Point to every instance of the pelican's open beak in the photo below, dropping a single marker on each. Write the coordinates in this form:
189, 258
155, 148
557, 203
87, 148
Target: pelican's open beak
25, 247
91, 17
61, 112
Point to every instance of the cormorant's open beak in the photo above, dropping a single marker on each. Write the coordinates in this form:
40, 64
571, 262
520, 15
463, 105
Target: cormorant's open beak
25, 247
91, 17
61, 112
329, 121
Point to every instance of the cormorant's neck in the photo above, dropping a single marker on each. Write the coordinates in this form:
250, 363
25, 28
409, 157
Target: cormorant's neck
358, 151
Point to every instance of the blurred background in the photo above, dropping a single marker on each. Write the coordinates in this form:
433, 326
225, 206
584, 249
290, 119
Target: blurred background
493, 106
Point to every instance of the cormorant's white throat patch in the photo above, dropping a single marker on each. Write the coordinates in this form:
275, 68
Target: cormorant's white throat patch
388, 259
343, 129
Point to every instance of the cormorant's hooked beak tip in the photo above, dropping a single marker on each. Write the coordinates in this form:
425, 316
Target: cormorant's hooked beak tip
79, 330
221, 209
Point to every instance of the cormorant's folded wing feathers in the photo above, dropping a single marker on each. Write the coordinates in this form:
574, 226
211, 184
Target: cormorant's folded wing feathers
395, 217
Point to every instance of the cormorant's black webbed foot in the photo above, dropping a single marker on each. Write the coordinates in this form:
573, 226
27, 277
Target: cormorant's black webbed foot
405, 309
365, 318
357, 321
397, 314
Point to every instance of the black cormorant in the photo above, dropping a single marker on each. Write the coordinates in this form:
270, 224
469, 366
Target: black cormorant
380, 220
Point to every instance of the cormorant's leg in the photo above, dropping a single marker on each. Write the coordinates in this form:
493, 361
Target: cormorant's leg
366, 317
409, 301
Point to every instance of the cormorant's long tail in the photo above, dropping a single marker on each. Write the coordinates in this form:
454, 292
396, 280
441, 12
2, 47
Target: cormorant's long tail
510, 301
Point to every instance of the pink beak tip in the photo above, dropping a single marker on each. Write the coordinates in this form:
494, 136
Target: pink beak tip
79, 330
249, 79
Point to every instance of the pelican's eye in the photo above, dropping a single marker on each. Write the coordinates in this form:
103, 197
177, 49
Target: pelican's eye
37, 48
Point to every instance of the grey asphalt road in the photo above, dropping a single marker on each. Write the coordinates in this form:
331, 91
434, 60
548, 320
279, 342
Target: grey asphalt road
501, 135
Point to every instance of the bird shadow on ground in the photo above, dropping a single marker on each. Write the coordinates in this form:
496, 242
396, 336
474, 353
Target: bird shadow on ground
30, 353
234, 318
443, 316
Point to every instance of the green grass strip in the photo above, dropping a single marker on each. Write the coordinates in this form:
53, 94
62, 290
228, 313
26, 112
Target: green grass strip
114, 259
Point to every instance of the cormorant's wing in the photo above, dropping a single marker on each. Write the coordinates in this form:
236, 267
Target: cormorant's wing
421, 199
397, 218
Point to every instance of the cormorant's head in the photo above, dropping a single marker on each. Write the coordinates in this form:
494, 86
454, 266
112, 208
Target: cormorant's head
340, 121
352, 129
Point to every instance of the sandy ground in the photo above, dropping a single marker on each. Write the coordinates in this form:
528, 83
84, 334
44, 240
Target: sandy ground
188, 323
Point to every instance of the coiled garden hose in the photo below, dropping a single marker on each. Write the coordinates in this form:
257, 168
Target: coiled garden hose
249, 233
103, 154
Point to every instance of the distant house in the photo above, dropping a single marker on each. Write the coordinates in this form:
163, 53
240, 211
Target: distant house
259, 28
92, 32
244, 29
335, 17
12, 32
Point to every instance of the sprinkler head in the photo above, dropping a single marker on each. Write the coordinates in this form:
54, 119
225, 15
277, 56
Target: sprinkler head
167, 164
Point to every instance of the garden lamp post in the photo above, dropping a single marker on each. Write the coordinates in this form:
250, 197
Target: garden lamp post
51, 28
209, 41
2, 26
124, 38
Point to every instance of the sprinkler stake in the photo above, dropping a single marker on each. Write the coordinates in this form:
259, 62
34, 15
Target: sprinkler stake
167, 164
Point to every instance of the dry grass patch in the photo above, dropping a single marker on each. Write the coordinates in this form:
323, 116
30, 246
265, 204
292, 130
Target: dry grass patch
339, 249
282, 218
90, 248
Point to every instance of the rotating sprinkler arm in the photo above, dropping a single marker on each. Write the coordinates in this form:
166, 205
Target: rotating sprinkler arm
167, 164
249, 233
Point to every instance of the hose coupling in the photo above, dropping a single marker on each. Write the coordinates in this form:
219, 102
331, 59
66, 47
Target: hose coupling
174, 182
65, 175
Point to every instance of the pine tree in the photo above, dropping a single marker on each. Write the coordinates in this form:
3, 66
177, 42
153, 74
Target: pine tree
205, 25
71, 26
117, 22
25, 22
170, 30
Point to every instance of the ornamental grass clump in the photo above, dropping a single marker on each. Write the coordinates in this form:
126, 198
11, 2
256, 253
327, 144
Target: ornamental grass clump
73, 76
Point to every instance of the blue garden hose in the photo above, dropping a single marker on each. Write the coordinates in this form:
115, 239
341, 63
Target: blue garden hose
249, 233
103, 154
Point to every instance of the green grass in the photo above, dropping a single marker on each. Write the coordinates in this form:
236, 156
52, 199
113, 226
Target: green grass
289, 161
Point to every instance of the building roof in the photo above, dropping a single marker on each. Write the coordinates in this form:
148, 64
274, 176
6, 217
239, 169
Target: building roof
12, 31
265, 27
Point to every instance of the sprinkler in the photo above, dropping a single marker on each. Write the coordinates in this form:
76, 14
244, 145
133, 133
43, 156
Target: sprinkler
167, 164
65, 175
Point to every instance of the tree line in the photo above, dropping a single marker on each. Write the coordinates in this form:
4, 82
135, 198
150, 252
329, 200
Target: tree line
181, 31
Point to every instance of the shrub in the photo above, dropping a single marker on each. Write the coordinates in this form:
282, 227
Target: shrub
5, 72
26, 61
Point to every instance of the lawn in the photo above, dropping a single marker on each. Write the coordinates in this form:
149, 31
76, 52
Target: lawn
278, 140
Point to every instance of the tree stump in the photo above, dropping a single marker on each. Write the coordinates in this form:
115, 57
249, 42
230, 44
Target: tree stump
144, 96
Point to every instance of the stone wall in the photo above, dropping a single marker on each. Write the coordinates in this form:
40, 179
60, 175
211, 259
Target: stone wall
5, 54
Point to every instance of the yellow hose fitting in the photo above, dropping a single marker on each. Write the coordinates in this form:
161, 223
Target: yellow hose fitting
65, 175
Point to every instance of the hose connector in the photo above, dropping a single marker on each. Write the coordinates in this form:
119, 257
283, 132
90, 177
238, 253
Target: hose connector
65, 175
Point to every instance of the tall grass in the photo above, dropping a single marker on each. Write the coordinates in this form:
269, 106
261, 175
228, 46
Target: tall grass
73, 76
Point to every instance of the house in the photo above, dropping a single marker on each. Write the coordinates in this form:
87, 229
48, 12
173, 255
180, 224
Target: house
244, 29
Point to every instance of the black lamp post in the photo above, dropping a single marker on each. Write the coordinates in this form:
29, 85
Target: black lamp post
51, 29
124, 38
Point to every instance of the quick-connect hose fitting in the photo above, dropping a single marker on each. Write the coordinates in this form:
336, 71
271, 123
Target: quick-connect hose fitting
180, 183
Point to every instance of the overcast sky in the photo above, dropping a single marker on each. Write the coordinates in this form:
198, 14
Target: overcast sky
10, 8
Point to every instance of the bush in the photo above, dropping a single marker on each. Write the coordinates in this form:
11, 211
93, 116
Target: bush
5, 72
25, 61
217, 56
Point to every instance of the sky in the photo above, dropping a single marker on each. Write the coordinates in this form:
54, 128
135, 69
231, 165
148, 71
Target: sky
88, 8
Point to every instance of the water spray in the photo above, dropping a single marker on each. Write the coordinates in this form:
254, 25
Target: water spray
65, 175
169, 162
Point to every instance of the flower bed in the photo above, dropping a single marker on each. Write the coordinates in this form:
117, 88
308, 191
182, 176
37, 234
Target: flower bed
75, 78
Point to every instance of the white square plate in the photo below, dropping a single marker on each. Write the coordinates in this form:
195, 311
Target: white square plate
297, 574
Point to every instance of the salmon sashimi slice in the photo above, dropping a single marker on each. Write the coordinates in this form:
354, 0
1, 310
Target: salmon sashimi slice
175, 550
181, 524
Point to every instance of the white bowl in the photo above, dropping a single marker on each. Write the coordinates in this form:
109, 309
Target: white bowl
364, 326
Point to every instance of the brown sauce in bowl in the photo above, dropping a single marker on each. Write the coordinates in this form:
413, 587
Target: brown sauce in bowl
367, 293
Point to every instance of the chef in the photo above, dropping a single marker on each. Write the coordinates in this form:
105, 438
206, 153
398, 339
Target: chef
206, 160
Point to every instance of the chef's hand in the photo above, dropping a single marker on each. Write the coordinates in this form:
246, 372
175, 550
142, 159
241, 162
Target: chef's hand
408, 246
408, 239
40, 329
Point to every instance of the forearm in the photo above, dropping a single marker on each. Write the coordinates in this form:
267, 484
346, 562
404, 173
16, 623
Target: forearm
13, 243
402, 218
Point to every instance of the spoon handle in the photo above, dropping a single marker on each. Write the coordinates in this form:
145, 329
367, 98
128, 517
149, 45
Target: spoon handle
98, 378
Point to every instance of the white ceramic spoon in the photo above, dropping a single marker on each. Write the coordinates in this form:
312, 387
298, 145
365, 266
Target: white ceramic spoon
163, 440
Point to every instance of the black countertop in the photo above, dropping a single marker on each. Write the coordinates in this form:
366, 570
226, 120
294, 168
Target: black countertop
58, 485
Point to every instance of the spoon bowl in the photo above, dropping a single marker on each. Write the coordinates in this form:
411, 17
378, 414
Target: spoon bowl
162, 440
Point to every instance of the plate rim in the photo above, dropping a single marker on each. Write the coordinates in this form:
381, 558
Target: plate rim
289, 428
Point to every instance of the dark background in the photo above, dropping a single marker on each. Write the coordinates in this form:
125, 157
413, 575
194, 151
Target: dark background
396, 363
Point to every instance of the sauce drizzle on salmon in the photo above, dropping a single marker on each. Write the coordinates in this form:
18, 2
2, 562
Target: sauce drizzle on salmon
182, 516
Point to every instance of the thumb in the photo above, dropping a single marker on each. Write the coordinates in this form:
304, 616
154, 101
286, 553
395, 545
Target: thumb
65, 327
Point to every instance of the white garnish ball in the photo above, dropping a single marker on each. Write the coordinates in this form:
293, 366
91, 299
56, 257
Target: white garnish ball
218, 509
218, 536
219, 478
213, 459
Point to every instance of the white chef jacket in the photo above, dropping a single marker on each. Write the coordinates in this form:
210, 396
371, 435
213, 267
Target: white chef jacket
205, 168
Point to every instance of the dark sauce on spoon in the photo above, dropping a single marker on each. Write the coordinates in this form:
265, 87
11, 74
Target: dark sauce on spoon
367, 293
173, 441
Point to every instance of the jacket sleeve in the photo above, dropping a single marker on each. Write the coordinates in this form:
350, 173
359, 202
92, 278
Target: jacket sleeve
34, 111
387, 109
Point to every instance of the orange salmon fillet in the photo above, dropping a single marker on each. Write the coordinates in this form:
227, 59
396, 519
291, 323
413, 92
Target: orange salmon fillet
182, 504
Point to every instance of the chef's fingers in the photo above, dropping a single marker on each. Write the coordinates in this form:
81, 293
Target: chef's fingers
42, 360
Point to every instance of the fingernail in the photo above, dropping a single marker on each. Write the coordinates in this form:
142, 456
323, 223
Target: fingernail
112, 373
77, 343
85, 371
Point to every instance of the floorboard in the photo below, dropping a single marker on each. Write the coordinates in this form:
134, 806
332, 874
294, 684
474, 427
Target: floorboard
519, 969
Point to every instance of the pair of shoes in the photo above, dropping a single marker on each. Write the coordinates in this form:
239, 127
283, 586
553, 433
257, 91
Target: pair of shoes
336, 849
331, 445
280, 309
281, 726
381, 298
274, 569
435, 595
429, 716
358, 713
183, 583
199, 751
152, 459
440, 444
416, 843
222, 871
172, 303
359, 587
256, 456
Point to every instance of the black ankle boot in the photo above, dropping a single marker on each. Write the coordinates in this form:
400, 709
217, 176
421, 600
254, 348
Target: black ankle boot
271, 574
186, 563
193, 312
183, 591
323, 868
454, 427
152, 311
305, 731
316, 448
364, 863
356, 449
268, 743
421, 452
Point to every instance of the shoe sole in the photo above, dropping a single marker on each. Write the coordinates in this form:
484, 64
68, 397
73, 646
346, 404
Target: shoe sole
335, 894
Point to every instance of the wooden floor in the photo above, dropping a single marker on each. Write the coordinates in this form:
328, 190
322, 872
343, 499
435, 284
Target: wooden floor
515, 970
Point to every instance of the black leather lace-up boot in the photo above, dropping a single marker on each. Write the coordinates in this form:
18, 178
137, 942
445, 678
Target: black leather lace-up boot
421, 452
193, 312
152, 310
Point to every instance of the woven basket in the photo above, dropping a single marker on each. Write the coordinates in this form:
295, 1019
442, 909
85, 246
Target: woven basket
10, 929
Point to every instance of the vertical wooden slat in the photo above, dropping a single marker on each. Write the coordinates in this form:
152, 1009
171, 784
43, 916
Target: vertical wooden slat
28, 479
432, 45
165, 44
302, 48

-=-=-=-=-

__EXERCISE DIRECTIONS__
From the entries above, copy every line where the word "below" shows up.

__EXERCISE SOLUTION__
Point to every instance of the pelican's open beak in the photo below, dropping a single marker on each. Write the coordinates in this form:
Point to every instance of the coiled garden hose in the photo below, dropping a single marker on each. Write the coordinates in this form:
Point to every instance of the white square plate in the photo below, dropping a single marker on each. Write the coordinates in this form:
Point to every instance of the floorboard in the photo below, dropping a single marker on each. Write the coordinates in this form:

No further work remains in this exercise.